Petunjuk 1 - Tulis ulang kata demi kata seluruh kutipan tentang sikap para pengarang terhadap riwayat di bawah ini.

Kutipan Teks -
Peradaban agama kita telah tercemar oleh para pengarang semacam ini, yang menerima "kisah-kisah khayalan" dan mengisi lembaran kitab-kitab mereka, meskipun menyalahi riwayat yang shahih dan akal sehat.

Sebagian pengarang tidak memperhatikan kebenaran riwayat dari kisah-kisah ini dengan alasan tidak ada hubungannya dengan penetapan hukum syariat, baik mengenai halal atau haram dan sebagainya. Oleh karena itu, apabila meriwayatkan mengenai halal dan haram, mereka bersikap keras dalam menyelidiki sanad-sanad, mengkritik para rawi dan menyaring riwayat-riwayatnya.

Namun, apabila meriwayatkan tentang amalan-amalan utama, At-Targhib wat-Tarhib, misalnya mukjizat dan sebagainya, mereka pun menyepelekan dan bersikap toleran.

Ada pula pengarang yang menyebut riwayat-riwayat dengan sanad-sanadnya - Fulan dari Fulan dari Fulan - tetapi mereka tidak memperhatikan nilai sanad-sanad ini. Apakah shahih atau tidak? Nilai para rawinya, apakah mereka tsiqat (dapat dipercaya), dapat diterima, lemah tercela, atau pendusta tertolak? Mereka beralasan bahwa apabila mereka menyebut sanadnya, maka mereka telah bebas dari tanggung jawab dan terlepas dari ikatan.

Data Tugas -
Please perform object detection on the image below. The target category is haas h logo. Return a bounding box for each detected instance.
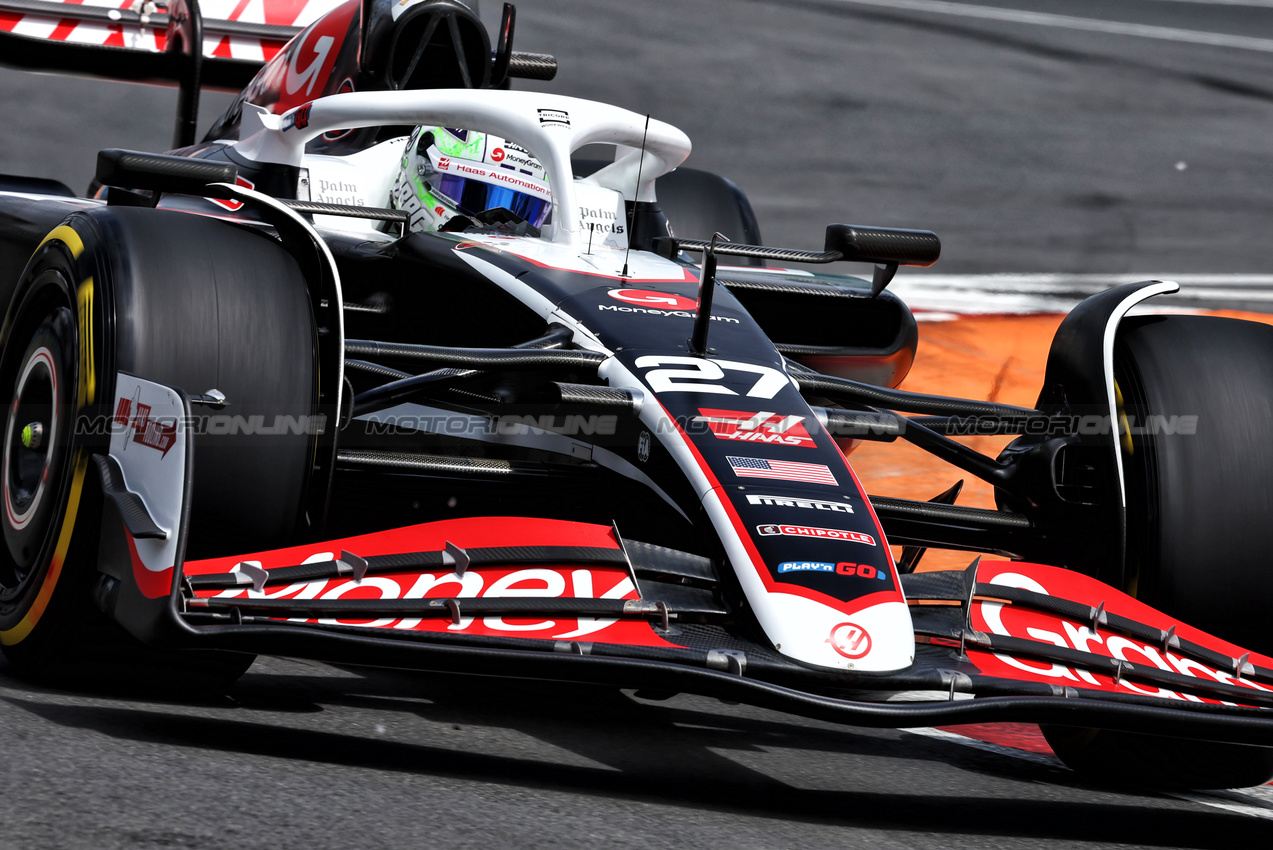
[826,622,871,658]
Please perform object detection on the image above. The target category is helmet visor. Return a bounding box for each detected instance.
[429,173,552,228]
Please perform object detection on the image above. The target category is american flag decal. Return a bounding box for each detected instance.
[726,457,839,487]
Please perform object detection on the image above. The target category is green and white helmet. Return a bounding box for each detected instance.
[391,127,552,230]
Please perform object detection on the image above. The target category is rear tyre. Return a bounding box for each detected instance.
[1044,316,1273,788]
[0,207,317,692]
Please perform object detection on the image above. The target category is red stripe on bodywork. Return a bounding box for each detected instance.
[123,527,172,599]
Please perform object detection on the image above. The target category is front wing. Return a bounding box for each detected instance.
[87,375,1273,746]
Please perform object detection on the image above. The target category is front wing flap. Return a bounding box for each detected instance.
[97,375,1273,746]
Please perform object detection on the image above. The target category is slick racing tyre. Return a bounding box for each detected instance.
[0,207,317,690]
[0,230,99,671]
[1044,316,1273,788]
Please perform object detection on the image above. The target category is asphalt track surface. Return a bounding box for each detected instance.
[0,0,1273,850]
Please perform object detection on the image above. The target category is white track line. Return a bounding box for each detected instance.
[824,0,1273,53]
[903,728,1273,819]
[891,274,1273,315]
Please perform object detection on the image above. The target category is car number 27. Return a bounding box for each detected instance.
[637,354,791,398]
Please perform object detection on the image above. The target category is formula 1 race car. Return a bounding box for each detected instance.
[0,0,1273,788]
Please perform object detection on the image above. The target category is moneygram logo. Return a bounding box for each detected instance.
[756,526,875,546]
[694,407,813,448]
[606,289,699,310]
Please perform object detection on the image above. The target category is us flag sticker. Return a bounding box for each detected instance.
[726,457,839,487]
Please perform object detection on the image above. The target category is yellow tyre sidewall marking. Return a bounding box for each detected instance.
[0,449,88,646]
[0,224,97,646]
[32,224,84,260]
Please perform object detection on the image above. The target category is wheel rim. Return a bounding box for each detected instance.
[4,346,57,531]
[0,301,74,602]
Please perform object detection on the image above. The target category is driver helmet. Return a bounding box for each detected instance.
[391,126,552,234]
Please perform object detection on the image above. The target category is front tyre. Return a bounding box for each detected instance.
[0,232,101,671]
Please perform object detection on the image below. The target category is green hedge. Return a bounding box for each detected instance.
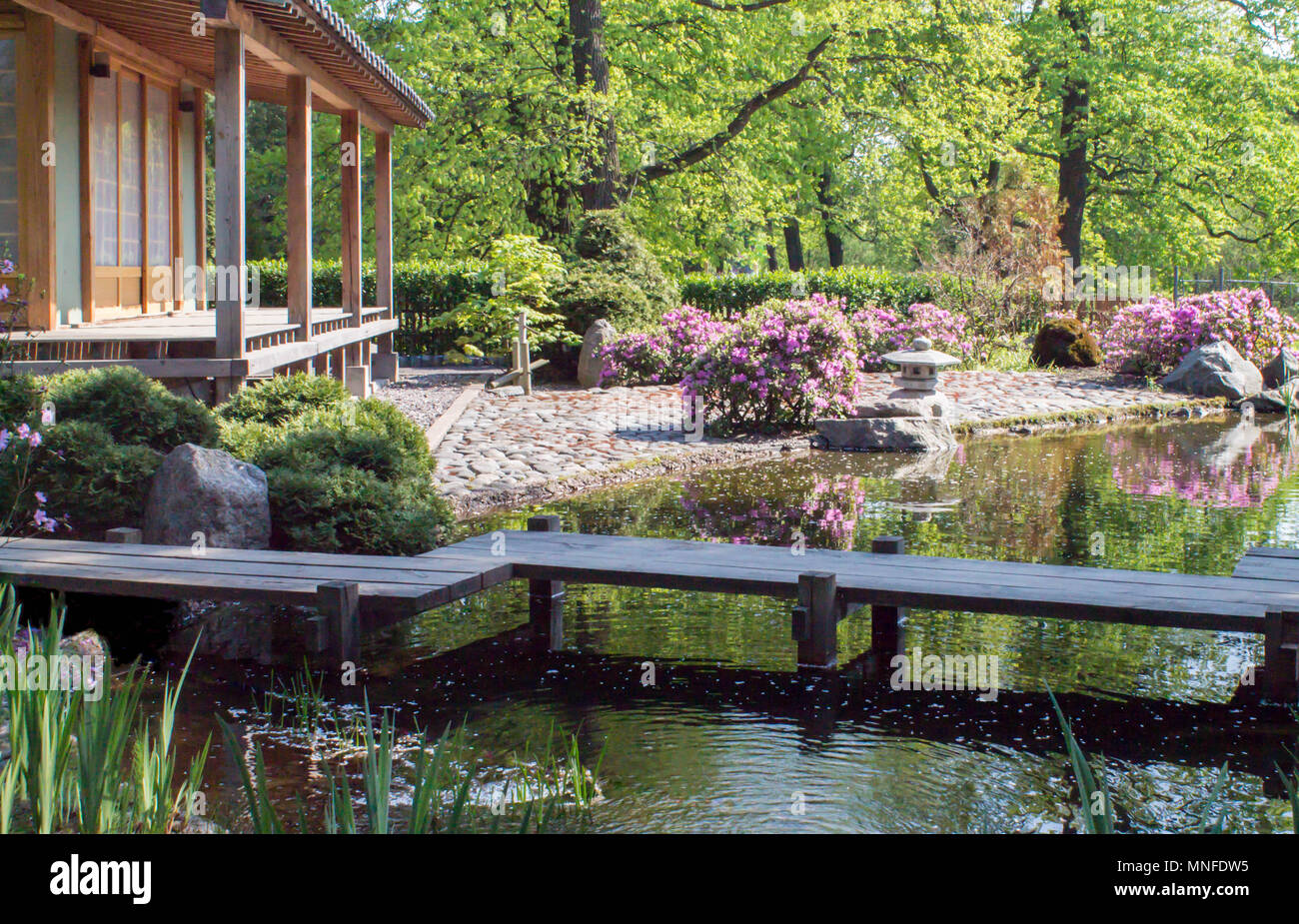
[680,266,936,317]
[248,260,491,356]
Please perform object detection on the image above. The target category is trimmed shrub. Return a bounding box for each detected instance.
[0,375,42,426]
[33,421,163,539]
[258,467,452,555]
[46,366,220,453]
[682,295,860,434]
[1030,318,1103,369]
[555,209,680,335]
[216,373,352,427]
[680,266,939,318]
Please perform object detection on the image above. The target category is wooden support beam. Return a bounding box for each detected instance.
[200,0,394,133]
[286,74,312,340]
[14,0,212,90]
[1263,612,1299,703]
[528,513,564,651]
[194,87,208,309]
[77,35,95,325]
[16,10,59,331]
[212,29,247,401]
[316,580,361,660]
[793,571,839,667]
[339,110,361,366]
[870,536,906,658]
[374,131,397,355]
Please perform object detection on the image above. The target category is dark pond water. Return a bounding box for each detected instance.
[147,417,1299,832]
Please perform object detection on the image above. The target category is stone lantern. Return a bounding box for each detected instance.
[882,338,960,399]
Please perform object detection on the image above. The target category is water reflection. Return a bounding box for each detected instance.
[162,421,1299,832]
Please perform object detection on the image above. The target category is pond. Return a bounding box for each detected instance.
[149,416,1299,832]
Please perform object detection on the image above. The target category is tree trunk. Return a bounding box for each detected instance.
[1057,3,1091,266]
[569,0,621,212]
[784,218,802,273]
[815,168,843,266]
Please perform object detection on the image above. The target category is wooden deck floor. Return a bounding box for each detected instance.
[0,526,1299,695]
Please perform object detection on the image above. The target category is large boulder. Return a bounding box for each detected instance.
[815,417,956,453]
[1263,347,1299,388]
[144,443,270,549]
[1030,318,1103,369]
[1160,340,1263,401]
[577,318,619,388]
* * *
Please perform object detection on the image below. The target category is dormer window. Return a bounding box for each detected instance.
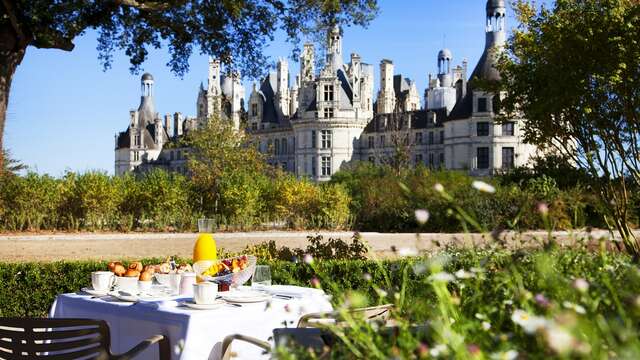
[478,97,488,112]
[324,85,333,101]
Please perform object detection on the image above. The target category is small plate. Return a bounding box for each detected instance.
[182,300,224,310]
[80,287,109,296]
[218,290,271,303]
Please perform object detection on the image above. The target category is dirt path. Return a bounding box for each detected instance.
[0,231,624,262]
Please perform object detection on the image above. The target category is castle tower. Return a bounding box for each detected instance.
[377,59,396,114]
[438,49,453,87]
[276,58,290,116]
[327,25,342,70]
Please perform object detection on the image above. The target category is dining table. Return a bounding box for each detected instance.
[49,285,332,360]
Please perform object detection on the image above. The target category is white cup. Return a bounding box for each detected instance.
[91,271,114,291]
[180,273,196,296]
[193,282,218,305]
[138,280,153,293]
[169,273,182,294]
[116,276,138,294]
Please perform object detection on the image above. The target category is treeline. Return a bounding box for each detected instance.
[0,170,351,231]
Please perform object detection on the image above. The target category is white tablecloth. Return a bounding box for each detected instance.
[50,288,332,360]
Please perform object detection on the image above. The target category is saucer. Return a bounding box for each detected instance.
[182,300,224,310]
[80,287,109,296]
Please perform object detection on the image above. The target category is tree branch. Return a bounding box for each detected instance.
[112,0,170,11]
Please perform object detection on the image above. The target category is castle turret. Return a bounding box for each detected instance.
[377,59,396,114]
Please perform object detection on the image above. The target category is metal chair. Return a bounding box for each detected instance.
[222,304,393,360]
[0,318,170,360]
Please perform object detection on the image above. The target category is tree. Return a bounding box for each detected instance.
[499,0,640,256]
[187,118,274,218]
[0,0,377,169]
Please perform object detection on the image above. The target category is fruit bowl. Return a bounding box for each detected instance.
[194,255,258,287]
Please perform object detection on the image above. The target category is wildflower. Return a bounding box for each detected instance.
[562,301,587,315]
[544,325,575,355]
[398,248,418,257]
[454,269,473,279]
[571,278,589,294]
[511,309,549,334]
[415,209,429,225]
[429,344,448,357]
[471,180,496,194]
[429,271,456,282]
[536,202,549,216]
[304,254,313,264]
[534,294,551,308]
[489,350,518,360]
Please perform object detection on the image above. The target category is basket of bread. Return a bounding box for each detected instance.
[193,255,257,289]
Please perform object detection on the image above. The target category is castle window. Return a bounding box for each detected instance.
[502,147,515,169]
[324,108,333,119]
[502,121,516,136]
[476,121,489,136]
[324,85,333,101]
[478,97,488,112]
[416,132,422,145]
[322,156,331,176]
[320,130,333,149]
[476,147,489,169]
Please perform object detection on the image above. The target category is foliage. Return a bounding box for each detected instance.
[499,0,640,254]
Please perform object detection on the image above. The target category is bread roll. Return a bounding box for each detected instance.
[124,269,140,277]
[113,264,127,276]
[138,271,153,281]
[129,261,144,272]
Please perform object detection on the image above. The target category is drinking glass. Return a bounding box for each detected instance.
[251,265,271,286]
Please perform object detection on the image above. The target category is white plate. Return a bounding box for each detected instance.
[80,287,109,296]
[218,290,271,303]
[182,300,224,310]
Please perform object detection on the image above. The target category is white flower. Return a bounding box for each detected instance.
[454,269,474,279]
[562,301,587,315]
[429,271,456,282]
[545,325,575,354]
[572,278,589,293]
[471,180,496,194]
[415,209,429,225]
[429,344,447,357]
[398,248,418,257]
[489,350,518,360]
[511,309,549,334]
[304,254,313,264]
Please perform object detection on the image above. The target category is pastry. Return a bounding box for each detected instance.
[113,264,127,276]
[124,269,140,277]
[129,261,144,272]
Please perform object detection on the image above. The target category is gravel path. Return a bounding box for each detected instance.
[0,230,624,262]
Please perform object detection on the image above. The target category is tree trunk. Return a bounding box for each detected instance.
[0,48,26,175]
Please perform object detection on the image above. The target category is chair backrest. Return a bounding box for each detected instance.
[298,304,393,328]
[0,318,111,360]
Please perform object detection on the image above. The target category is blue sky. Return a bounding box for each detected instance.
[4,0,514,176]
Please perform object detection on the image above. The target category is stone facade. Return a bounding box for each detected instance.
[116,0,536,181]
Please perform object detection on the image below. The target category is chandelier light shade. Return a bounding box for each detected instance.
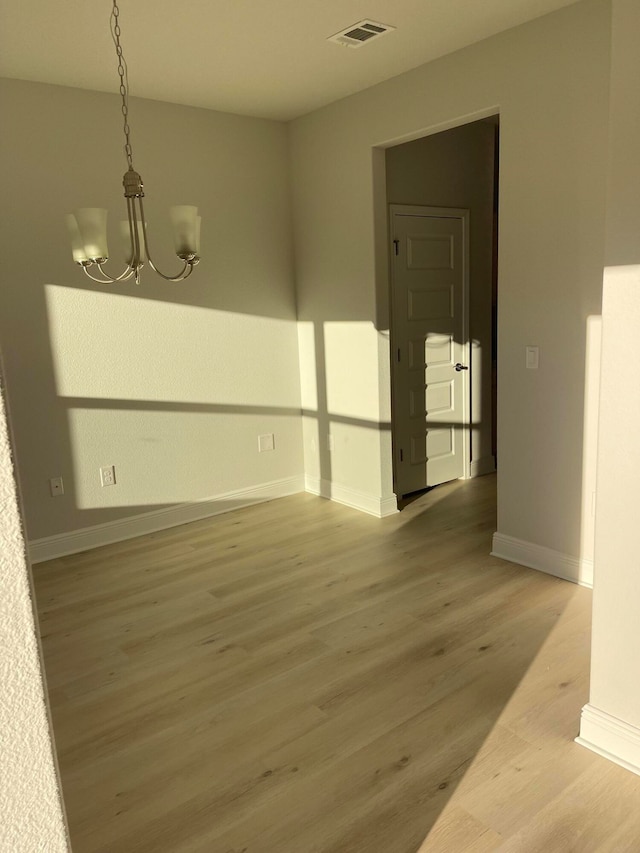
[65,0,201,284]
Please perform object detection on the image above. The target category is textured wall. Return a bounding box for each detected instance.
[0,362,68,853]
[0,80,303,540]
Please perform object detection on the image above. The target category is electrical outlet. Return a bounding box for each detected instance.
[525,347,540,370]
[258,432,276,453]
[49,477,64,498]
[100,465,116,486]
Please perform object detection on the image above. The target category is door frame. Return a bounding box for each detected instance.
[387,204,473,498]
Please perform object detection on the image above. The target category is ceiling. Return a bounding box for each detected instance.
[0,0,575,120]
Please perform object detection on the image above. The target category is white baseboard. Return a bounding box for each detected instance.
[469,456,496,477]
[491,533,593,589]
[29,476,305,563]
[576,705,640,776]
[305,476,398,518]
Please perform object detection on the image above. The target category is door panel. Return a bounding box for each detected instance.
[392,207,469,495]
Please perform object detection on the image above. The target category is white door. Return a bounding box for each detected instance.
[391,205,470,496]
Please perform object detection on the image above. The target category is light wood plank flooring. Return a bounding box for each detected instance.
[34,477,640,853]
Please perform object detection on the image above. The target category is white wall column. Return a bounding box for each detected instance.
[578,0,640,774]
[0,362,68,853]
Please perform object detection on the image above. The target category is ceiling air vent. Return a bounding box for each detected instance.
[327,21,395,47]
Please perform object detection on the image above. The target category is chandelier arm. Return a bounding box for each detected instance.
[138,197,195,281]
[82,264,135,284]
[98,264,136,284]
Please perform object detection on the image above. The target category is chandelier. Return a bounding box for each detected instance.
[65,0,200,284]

Petunjuk 2 - Kumpulkan setiap baris pada data di atas yang memuat kata "stone", dengan memperhatikan perbedaan huruf besar dan kecil.

Hasil 1 -
Peradaban agama kita telah tercemar oleh para pengarang semacam ini, yang menerima "kisah-kisah khayalan" dan mengisi lembaran kitab-kitab mereka, meskipun menyalahi riwayat yang shahih dan akal sehat.

Sebagian pengarang tidak memperhatikan kebenaran riwayat dari kisah-kisah ini dengan alasan tidak ada hubungannya dengan penetapan hukum syariat, baik mengenai halal atau haram dan sebagainya. Oleh karena itu, apabila meriwayatkan mengenai halal dan haram, mereka bersikap keras dalam menyelidiki sanad-sanad, mengkritik para rawi dan menyaring riwayat-riwayatnya.

Namun, apabila meriwayatkan tentang amalan-amalan utama, At-Targhib wat-Tarhib, misalnya mukjizat dan sebagainya, mereka pun menyepelekan dan bersikap toleran.

Ada pula pengarang yang menyebut riwayat-riwayat dengan sanad-sanadnya - Fulan dari Fulan dari Fulan - tetapi mereka tidak memperhatikan nilai sanad-sanad ini. Apakah shahih atau tidak? Nilai para rawinya, apakah mereka tsiqat (dapat dipercaya), dapat diterima, lemah tercela, atau pendusta tertolak? Mereka beralasan bahwa apabila mereka menyebut sanadnya, maka mereka telah bebas dari tanggung jawab dan terlepas dari ikatan.

Hasil 2 -
Please perform object detection on the image above. The target category is stone lantern. Return a bounding box for each detected instance.
Please perform object detection on the image above. The target category is stone facade. Return a bounding box for each detected instance.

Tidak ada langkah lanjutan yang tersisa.